▸ **WORK TO COMPLETE**
Please copy word for word the records below, from the line with "Review the image above. You are expected to detect climbing" to the line with "[422,600,469,635]", both included, and leave out the pictures.

▸ **DATA FOR THIS TASK**
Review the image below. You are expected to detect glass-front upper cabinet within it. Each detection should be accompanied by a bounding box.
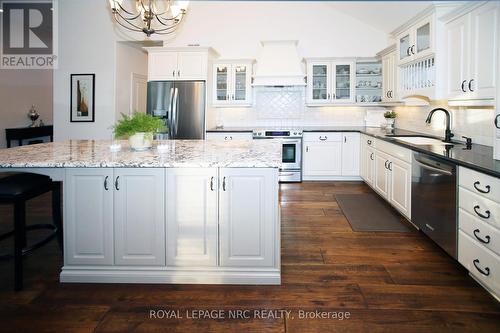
[311,64,330,102]
[212,60,253,106]
[232,65,249,101]
[214,64,231,102]
[414,20,431,54]
[332,64,352,101]
[397,15,435,63]
[306,59,354,105]
[399,33,411,60]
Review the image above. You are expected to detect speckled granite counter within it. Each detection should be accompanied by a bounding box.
[207,126,500,178]
[0,140,281,168]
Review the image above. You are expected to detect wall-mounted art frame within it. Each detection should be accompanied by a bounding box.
[70,74,95,123]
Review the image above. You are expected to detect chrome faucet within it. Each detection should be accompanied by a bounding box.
[425,108,454,142]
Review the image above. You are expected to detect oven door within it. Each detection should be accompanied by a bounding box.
[282,139,302,170]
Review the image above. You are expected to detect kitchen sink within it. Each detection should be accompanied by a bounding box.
[391,136,452,146]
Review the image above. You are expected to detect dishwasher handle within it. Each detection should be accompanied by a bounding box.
[415,158,453,176]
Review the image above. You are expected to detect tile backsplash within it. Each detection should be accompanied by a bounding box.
[209,87,495,146]
[215,87,372,128]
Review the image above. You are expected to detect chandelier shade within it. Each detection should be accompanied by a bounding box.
[109,0,189,37]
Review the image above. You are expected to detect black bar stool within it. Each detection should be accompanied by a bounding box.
[0,172,63,291]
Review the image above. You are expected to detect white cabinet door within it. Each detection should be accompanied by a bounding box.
[365,147,375,186]
[388,158,411,218]
[64,168,113,265]
[166,168,217,266]
[382,56,392,102]
[341,132,360,176]
[219,168,279,267]
[212,64,231,106]
[446,15,470,99]
[206,132,253,141]
[331,62,355,103]
[467,2,499,99]
[302,141,342,176]
[148,52,177,81]
[307,62,332,104]
[231,64,252,105]
[113,168,165,266]
[374,151,390,199]
[410,16,434,58]
[176,52,207,80]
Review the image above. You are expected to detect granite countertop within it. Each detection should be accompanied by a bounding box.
[0,140,281,168]
[207,126,500,178]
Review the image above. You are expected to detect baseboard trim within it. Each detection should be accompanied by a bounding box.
[302,175,363,182]
[59,268,281,285]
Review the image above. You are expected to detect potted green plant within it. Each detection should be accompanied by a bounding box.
[384,111,397,128]
[113,112,167,150]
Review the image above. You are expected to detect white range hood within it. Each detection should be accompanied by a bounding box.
[253,40,306,86]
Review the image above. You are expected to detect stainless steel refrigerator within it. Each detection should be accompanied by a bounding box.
[147,81,205,139]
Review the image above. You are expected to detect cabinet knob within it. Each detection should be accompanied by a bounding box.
[469,79,474,92]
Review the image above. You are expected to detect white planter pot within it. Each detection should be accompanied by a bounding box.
[128,132,153,151]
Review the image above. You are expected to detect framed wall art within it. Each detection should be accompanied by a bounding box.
[70,74,95,123]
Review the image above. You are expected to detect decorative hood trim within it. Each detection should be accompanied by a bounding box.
[253,40,306,86]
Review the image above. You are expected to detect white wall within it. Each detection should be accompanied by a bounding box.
[54,0,116,140]
[54,0,387,140]
[0,69,52,148]
[115,42,148,119]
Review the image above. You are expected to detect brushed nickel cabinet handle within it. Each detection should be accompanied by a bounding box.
[472,259,490,276]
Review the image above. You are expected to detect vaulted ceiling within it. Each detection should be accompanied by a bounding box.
[329,1,432,33]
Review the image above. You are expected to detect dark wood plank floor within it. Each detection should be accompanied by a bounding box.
[0,182,500,333]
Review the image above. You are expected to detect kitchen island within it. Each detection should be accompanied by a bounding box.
[0,140,281,284]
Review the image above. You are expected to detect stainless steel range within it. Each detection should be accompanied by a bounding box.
[253,129,302,183]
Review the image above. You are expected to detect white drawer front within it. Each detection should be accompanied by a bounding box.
[303,132,342,142]
[206,132,252,141]
[377,141,411,163]
[458,187,500,229]
[458,231,500,295]
[458,208,500,255]
[361,135,377,148]
[458,167,500,203]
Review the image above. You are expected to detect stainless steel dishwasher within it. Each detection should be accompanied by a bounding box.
[411,152,458,259]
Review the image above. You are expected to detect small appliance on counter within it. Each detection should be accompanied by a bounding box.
[252,129,302,183]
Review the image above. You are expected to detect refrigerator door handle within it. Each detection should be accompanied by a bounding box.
[171,88,179,139]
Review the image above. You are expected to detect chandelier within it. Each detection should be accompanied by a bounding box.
[109,0,189,37]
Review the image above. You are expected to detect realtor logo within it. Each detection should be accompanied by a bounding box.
[0,0,57,69]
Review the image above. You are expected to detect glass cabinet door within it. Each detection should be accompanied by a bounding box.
[399,34,411,60]
[415,22,431,53]
[333,64,352,100]
[232,65,248,101]
[215,65,230,102]
[312,64,330,101]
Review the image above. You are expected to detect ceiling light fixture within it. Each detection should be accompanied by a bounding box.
[109,0,189,37]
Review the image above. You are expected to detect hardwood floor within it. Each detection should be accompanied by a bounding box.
[0,182,500,333]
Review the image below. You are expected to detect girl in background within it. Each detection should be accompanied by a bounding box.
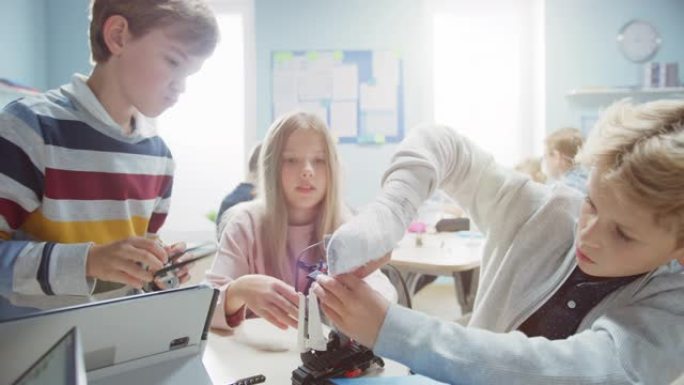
[207,112,396,330]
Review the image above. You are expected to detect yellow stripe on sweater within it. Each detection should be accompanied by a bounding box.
[21,210,150,244]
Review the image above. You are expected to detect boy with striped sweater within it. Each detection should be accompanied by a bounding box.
[0,0,218,318]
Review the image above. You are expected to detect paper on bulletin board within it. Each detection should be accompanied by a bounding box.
[272,50,404,144]
[330,101,358,138]
[299,102,328,122]
[273,70,299,107]
[359,84,397,114]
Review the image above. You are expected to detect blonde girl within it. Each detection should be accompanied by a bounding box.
[207,112,396,330]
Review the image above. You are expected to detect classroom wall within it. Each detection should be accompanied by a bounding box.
[0,0,47,89]
[46,0,92,88]
[545,0,684,131]
[255,0,432,207]
[0,0,684,206]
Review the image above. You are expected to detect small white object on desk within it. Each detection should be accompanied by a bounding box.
[202,318,408,385]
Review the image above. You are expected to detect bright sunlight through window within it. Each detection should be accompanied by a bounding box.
[158,14,245,241]
[433,13,524,166]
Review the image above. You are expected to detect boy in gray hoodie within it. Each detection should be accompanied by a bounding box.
[314,101,684,384]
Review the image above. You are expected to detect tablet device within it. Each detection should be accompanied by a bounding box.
[0,285,218,384]
[14,327,87,385]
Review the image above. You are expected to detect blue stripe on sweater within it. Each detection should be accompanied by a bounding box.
[5,100,171,158]
[38,116,171,158]
[0,137,44,199]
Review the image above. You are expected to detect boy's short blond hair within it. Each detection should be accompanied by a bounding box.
[90,0,219,63]
[514,157,546,183]
[544,127,584,162]
[578,100,684,240]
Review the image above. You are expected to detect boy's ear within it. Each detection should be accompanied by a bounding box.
[672,246,684,265]
[102,15,129,56]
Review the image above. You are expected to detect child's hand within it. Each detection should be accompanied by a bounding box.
[312,274,389,348]
[86,237,168,289]
[154,242,195,289]
[351,254,392,278]
[230,274,299,329]
[164,242,190,285]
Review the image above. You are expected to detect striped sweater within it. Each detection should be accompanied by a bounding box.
[0,75,174,307]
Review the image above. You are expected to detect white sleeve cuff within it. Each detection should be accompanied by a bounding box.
[49,243,95,295]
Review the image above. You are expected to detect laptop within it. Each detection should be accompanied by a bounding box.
[0,285,218,385]
[14,327,87,385]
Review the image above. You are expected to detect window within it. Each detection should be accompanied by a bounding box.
[432,1,543,166]
[158,1,253,242]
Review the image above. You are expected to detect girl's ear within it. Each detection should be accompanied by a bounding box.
[102,15,129,56]
[671,246,684,265]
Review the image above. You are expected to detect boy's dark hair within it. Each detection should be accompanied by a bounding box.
[90,0,219,63]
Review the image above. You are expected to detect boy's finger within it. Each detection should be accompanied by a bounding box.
[129,237,169,264]
[127,247,164,272]
[111,271,144,289]
[164,242,187,255]
[335,273,366,292]
[316,274,351,303]
[273,295,299,317]
[311,285,343,311]
[113,259,152,282]
[321,303,342,326]
[275,281,299,305]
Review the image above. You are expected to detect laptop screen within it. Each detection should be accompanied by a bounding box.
[14,328,86,385]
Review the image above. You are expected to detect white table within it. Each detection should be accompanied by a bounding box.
[202,318,408,385]
[389,233,484,314]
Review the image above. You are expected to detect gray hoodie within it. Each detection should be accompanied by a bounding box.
[374,126,684,385]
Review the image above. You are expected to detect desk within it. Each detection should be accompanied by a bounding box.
[389,233,484,314]
[202,318,408,385]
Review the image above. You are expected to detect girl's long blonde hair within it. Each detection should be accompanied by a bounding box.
[258,111,343,282]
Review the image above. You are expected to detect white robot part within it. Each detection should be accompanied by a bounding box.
[297,293,328,353]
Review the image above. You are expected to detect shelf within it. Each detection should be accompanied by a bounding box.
[566,87,684,97]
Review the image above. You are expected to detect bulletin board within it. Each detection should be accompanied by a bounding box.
[271,50,404,144]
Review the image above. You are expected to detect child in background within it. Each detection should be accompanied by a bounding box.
[542,128,588,194]
[216,143,261,226]
[207,112,396,330]
[0,0,218,317]
[313,101,684,385]
[513,157,546,183]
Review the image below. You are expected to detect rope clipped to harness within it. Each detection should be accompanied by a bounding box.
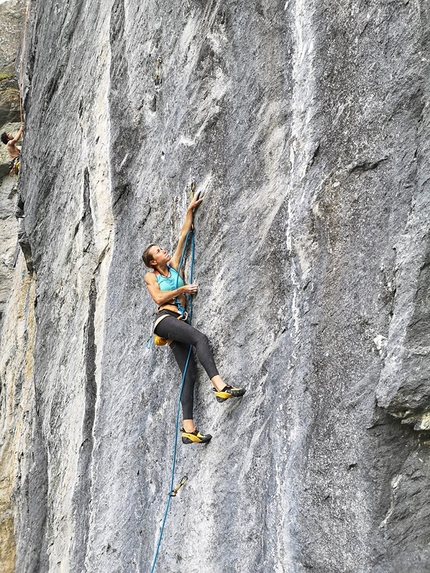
[151,229,195,573]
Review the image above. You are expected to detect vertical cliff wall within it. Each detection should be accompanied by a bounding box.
[1,0,430,573]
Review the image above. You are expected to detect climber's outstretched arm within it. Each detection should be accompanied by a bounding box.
[170,195,203,270]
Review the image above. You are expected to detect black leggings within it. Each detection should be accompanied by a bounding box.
[154,311,218,420]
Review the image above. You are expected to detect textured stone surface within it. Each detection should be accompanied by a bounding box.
[0,0,25,125]
[2,0,430,573]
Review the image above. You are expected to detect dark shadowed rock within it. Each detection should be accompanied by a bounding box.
[0,0,430,573]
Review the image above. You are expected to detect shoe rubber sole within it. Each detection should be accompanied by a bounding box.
[215,388,246,402]
[182,432,212,444]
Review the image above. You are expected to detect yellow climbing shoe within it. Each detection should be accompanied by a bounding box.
[214,386,246,402]
[181,428,212,444]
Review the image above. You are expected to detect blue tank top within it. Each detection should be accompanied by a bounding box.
[155,267,185,291]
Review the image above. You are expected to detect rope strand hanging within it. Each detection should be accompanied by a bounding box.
[151,229,195,573]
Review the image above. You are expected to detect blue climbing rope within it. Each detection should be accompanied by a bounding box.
[151,229,194,573]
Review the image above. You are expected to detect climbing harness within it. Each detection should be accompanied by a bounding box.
[9,156,21,177]
[151,228,194,573]
[152,311,188,346]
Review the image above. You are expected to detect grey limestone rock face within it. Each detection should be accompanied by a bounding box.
[0,0,430,573]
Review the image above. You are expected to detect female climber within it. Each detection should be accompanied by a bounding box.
[142,195,245,444]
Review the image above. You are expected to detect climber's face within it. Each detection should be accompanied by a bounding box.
[149,245,172,267]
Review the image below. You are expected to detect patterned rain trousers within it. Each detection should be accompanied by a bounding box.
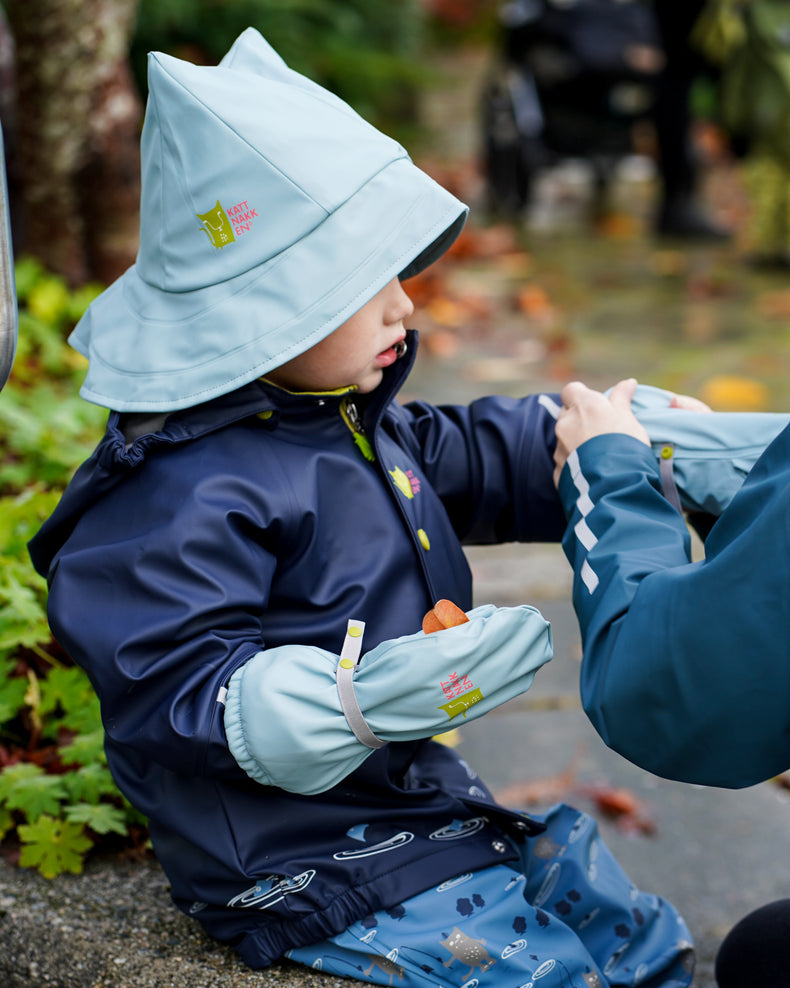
[286,804,694,988]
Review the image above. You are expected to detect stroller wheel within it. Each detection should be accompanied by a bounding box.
[482,72,542,216]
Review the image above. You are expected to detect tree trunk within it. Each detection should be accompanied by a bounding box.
[5,0,142,285]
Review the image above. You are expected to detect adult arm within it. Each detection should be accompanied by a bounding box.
[557,378,790,787]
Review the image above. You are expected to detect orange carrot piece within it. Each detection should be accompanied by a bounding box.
[422,600,469,635]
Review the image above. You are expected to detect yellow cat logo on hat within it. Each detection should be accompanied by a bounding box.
[196,199,236,250]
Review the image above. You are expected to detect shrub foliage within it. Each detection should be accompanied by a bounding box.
[0,258,147,878]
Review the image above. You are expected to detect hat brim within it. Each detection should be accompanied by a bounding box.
[69,155,468,411]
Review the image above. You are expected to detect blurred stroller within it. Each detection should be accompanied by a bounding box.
[482,0,664,216]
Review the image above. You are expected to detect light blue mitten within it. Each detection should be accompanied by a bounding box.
[631,384,790,516]
[225,604,552,795]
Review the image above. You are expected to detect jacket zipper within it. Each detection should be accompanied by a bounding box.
[340,396,376,463]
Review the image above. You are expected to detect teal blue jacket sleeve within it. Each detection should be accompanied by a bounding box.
[560,429,790,788]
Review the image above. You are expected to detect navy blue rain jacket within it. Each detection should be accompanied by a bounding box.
[31,335,565,967]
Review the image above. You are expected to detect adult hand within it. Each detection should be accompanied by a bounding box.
[554,378,650,485]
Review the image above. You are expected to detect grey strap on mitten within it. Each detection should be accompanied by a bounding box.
[335,620,387,748]
[658,443,683,514]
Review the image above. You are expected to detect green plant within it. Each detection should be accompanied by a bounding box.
[0,259,146,878]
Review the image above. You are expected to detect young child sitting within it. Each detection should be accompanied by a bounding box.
[31,30,693,988]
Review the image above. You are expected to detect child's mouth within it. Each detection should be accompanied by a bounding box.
[376,340,407,367]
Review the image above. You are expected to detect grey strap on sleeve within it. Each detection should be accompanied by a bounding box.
[658,443,683,514]
[335,621,387,748]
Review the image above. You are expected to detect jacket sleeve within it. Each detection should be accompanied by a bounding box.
[48,467,284,778]
[560,430,790,788]
[399,395,565,545]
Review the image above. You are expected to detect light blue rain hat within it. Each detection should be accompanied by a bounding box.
[69,28,467,411]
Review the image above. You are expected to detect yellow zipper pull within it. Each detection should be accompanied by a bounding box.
[340,398,376,463]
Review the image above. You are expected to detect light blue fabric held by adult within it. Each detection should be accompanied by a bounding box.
[631,384,790,517]
[69,28,467,412]
[225,604,552,795]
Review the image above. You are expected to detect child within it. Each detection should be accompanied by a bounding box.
[31,30,693,988]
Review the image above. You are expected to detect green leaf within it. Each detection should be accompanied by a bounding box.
[17,816,93,878]
[39,666,101,733]
[0,674,28,724]
[0,762,68,820]
[66,803,129,837]
[60,728,107,765]
[61,765,117,803]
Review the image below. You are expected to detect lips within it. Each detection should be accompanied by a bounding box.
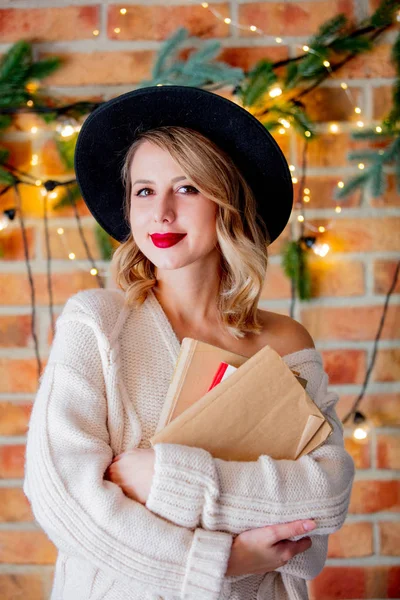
[150,233,186,248]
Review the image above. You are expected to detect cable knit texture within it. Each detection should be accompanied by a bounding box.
[23,289,354,600]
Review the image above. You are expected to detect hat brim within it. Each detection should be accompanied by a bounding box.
[74,85,293,242]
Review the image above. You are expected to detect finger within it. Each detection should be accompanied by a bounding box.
[267,519,316,543]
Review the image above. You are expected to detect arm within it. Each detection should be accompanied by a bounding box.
[146,349,354,578]
[23,301,232,600]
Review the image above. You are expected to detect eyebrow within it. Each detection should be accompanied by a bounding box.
[132,176,186,185]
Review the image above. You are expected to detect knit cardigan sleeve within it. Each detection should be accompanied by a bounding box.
[146,348,355,579]
[23,299,233,600]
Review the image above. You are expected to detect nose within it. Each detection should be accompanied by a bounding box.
[154,192,175,223]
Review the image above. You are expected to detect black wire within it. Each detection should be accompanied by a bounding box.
[43,192,56,339]
[14,185,42,380]
[66,186,104,288]
[342,260,400,423]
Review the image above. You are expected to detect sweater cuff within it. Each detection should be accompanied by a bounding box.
[146,443,212,529]
[182,528,233,600]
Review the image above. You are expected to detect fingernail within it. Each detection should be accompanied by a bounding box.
[303,521,316,531]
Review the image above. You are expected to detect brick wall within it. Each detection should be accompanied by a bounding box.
[0,0,400,600]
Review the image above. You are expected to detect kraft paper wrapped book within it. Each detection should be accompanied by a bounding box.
[150,338,332,461]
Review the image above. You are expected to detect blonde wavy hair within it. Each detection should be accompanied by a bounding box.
[112,125,270,339]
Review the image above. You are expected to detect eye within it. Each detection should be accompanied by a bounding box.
[135,185,198,196]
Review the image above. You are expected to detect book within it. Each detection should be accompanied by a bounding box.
[156,337,306,432]
[207,362,236,392]
[150,338,332,461]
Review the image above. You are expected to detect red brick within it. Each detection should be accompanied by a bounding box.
[379,521,400,556]
[42,226,102,260]
[309,565,400,600]
[107,3,229,40]
[294,173,361,211]
[309,566,371,600]
[374,259,400,295]
[340,44,396,79]
[301,306,400,341]
[336,393,400,427]
[267,224,291,256]
[0,529,57,565]
[0,358,45,394]
[301,87,363,127]
[322,349,366,385]
[371,350,400,382]
[0,444,25,479]
[0,572,48,600]
[0,400,32,435]
[238,0,353,37]
[328,523,373,558]
[308,252,365,298]
[0,488,34,524]
[318,217,400,254]
[372,85,393,120]
[216,45,289,71]
[376,431,400,469]
[38,50,156,87]
[0,315,33,348]
[349,480,400,514]
[0,269,99,306]
[345,437,371,469]
[296,132,383,168]
[0,227,36,260]
[370,173,400,208]
[0,6,100,42]
[260,264,291,300]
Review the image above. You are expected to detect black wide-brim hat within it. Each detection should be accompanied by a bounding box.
[74,85,293,242]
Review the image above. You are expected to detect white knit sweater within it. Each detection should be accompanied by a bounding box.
[23,289,354,600]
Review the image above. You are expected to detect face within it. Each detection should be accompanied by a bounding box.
[130,140,218,269]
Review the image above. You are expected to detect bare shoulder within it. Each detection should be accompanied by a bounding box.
[259,310,315,356]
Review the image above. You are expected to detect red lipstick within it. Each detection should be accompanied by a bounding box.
[150,233,186,248]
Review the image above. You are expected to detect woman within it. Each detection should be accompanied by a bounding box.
[24,86,354,600]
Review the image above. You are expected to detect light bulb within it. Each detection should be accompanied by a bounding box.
[312,243,330,256]
[353,411,371,442]
[0,215,9,231]
[269,85,282,98]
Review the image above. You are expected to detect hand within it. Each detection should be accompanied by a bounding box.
[225,520,316,577]
[104,448,155,505]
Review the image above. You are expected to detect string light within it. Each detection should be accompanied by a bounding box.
[313,244,330,256]
[269,85,282,98]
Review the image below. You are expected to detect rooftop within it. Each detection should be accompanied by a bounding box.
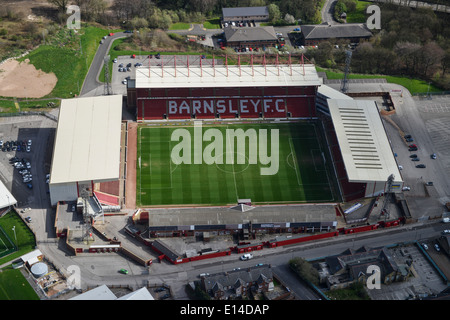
[225,26,278,42]
[136,62,321,88]
[328,99,402,183]
[222,7,269,18]
[0,180,17,209]
[50,95,122,184]
[302,23,372,40]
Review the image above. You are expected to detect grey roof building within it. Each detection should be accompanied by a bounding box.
[302,23,372,45]
[222,7,269,22]
[224,26,278,47]
[202,264,273,300]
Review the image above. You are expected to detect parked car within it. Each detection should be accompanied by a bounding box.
[241,253,253,261]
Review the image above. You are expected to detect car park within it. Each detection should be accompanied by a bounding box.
[241,253,253,261]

▸ **EXERCISE RESULT**
Review the image above. You are expected to detect climbing harness within it. Each detection should be accompanied by a bounding box.
[9,156,21,177]
[151,228,194,573]
[152,311,188,346]
Review the image above. You are expected to detect grey limestone rock face within it. Each detection should be accompanied by a bounding box.
[0,0,430,573]
Review the image above. You are expected to detect female climber within it. Each detection should be accompanied by a bounding box.
[142,195,245,444]
Review the image above. You are expected to detect climber's face within it. Each detection should be accompanied by a bounding box.
[149,245,172,267]
Review the image below. You are expected to detect patterned rain trousers within it. Each detection should be accompanied by a bounding box.
[286,804,694,988]
Review the image above. You are expected to detect stroller wheel within it. Each detection should be accompanied by a bounding box.
[482,72,542,216]
Review the image above. You are expected to detect tree trunk within it. Each detection should be accompanied by a bounding box.
[5,0,142,285]
Review the image above. You are expected to detect adult arm within it. Each detection should be accompanied by a bounding box.
[557,378,790,787]
Review the image above. You are expected to detect orange carrot piece within it. Each detection should be accompanied by a bounding box.
[422,600,469,635]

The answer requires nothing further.